[Requirement]
Could you show all lines in the entries below that contain the string "positive"?

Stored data
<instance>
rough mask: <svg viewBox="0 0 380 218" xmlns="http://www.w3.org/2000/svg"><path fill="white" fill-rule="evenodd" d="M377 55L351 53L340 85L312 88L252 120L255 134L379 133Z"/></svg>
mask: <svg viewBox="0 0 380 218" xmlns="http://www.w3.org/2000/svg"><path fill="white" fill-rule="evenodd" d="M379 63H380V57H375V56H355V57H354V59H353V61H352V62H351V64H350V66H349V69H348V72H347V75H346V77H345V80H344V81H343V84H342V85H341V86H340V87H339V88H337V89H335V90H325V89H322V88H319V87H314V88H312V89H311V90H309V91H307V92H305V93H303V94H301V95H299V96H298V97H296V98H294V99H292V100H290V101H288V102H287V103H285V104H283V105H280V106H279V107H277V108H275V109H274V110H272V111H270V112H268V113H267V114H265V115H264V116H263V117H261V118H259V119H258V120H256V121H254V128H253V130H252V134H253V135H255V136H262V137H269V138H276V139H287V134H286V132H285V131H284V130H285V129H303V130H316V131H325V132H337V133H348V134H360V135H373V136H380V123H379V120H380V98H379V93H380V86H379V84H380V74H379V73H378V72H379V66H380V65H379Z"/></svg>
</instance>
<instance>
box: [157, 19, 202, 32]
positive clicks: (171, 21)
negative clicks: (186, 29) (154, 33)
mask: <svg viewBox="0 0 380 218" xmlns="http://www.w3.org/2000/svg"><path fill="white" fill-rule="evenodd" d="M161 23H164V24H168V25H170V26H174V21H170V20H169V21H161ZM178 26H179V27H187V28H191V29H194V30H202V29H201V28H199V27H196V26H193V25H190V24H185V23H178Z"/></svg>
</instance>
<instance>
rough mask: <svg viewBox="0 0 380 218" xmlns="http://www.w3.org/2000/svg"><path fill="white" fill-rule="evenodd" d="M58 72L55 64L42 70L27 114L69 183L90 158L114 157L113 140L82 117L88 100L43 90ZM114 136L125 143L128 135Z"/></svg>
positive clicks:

[Problem solution]
positive clicks: (171, 21)
positive clicks:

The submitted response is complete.